• _Short exercise_: Print verbatim the lines of the entries from the one containing "Question. Indicate each instance of the house" to the last, inclusive, and no others.

# Supplied data start

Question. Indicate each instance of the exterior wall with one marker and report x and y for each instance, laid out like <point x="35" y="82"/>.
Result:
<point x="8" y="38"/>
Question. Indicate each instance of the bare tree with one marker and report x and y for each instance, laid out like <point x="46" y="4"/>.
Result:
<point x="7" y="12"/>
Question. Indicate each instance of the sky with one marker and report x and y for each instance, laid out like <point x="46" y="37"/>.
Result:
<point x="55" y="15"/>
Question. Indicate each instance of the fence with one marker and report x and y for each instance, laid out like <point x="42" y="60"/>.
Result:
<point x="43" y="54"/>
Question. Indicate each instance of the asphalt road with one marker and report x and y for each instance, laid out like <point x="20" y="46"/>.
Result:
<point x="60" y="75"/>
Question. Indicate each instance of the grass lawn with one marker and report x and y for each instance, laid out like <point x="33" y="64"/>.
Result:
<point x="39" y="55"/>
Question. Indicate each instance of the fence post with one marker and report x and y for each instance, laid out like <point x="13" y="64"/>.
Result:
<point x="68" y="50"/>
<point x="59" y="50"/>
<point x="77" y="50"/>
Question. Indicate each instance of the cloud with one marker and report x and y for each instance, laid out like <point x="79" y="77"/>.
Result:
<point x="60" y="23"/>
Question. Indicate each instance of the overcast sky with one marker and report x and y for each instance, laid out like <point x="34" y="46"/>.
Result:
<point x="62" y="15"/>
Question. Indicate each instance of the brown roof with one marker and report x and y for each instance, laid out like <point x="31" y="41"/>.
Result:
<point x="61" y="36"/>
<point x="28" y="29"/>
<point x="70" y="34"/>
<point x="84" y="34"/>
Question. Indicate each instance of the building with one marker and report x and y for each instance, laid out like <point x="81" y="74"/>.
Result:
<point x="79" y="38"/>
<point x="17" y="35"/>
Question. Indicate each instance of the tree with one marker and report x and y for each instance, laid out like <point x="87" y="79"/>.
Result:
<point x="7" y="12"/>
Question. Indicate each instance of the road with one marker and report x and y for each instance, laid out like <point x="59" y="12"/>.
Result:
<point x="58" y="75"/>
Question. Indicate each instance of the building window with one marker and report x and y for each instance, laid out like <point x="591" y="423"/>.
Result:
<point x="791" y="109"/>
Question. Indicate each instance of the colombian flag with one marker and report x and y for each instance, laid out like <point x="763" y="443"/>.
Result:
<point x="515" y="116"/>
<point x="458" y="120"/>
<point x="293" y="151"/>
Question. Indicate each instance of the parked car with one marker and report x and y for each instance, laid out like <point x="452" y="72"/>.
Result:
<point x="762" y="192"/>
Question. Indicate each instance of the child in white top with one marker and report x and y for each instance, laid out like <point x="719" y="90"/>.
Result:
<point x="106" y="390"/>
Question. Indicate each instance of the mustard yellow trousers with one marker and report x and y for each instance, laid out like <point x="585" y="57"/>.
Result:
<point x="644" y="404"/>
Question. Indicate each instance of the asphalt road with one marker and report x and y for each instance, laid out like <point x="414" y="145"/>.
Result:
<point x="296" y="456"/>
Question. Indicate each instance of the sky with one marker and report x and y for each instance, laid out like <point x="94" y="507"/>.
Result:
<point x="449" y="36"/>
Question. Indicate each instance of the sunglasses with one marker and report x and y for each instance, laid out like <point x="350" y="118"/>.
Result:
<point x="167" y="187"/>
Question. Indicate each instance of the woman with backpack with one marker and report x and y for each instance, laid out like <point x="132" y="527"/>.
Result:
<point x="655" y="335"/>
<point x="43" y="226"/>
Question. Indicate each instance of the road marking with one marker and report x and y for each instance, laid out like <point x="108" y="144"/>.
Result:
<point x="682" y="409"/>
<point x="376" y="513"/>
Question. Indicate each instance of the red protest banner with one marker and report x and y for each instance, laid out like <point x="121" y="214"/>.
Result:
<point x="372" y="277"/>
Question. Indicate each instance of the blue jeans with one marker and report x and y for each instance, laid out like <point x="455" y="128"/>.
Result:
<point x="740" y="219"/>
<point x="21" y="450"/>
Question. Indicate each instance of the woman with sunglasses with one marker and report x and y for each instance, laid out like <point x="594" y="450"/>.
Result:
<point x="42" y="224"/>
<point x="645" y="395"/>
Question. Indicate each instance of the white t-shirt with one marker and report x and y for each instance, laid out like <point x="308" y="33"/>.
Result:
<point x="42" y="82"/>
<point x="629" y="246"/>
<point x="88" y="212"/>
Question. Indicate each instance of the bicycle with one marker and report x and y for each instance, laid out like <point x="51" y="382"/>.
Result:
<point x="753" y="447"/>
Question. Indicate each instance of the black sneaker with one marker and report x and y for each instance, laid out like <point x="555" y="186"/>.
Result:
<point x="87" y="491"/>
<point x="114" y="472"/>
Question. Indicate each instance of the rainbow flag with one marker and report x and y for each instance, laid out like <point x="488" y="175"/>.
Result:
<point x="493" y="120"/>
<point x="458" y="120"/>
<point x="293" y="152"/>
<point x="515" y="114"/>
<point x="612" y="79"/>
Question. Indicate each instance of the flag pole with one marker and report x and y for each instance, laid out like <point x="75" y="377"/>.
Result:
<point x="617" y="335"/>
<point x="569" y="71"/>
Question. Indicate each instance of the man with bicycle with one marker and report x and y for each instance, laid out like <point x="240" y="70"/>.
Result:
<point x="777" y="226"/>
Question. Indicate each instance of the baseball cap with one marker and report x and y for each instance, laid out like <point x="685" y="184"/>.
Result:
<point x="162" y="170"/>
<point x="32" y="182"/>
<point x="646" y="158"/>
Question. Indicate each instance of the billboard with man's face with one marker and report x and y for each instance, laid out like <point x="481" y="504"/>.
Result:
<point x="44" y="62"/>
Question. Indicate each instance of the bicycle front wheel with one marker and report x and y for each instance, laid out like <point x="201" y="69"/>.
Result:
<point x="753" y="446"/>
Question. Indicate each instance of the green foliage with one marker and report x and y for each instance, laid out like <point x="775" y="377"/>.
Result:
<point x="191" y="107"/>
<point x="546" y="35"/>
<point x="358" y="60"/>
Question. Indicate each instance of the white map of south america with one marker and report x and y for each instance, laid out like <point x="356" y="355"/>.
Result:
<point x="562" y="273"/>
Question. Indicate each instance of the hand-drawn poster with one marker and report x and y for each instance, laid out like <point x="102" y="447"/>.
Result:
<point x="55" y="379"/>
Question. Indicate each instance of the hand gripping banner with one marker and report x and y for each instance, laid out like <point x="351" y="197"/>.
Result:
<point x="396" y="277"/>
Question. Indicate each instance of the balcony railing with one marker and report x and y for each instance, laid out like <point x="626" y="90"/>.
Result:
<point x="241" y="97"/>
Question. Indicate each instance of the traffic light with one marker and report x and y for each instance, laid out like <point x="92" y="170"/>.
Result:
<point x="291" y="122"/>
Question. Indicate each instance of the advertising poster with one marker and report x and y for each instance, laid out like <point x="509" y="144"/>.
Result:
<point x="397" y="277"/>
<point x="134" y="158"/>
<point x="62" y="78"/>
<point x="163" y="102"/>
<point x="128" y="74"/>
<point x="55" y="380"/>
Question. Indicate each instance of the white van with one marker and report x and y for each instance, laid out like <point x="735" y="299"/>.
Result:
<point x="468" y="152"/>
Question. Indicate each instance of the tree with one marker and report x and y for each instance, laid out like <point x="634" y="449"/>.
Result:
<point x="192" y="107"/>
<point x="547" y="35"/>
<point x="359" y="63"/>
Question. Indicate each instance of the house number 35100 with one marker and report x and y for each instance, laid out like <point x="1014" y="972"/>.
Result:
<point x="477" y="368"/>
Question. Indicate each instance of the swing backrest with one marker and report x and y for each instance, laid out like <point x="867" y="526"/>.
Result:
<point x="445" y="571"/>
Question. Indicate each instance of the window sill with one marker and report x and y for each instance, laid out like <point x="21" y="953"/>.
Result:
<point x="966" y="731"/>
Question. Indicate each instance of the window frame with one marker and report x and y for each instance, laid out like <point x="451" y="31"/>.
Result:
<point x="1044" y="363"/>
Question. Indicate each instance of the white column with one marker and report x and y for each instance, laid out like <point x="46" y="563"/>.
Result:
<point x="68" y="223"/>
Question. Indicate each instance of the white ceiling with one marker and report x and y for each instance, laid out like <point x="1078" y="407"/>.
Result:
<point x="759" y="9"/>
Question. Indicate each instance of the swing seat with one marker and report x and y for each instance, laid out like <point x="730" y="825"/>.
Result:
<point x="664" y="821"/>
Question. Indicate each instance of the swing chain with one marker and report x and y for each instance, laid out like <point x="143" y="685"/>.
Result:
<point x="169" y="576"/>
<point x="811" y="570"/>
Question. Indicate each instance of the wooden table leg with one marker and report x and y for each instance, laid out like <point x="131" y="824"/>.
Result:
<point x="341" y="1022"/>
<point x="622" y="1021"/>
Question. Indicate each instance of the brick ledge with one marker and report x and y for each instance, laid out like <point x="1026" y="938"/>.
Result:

# Supplied data end

• _Answer to the task_:
Question. Indicate each instance of the house number 35100 with one marker and report x and y for each instance, laid out like <point x="1014" y="972"/>.
Result:
<point x="477" y="368"/>
Question. Indicate each instance of the swing backrest with one marker and report x and y for each instance, laid out like <point x="867" y="526"/>.
Result:
<point x="445" y="571"/>
Question. Indicate each instance of the window sill with one marker and report x and y for each instance, laid out like <point x="21" y="953"/>.
Result:
<point x="966" y="731"/>
Question. Indicate each instance of the window frame with one marker and report x and y for each instance, laid out like <point x="451" y="31"/>.
Result:
<point x="1044" y="363"/>
Question. Indicate each instance of the white column with one marker and report x and y for each instance, laid out like <point x="46" y="563"/>.
Result:
<point x="68" y="223"/>
Question. Indicate each instance of the white ceiling with one marker and report x and y for each instance, laid out like <point x="1078" y="407"/>.
Result:
<point x="759" y="9"/>
Question. Indicate each instance of the swing seat with one marker and report x and y for each instance, laid out like <point x="730" y="825"/>.
Result:
<point x="664" y="821"/>
Question. Indicate each instance of the swing chain with one marker and report x and y for each instance, laid out like <point x="143" y="685"/>.
Result:
<point x="169" y="576"/>
<point x="811" y="570"/>
Question. Indicate each instance of the wooden table leg with one marker and report x and y for each instance, laid out like <point x="131" y="824"/>.
Result:
<point x="341" y="1022"/>
<point x="622" y="1021"/>
Question. Indicate each instance of the brick ledge with one marker and report x and y for each instance, laid out like <point x="1026" y="938"/>.
Result:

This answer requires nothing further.